→ **DO THIS**: Reproduce every line of the records below word for word, leaving out the pictures.

··· SUPPLIED DATA

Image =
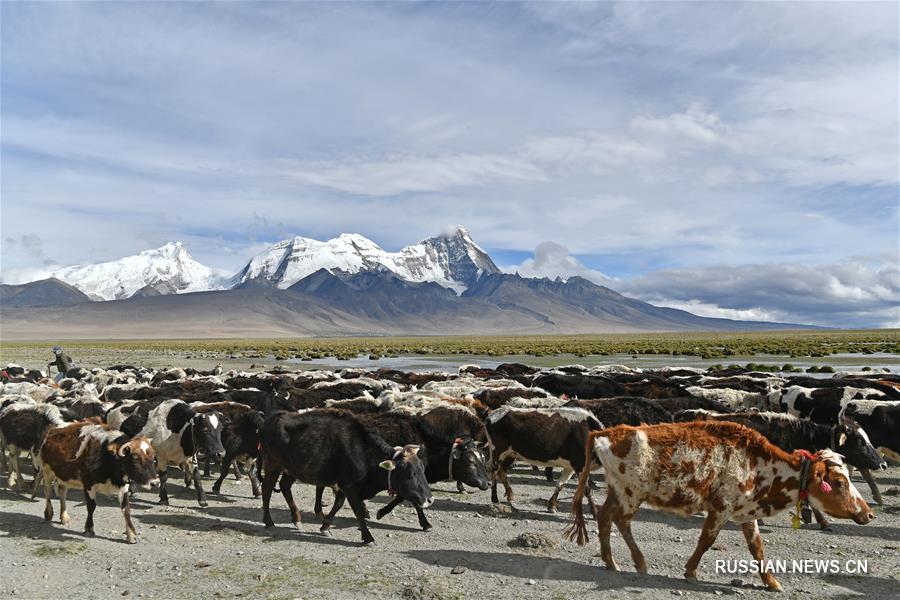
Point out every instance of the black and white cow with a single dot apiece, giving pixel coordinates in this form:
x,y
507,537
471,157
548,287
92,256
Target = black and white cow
x,y
23,426
329,447
177,434
881,420
544,437
822,405
624,411
240,438
446,457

······

→ **RESULT OF THE TASK**:
Image =
Point out every instance of the black and white cow with a single dot apiece, giving pixel coordinates in this form:
x,y
507,537
471,157
548,287
92,256
Target = black and white cow
x,y
23,426
329,447
177,434
881,420
544,437
822,405
624,411
240,438
446,457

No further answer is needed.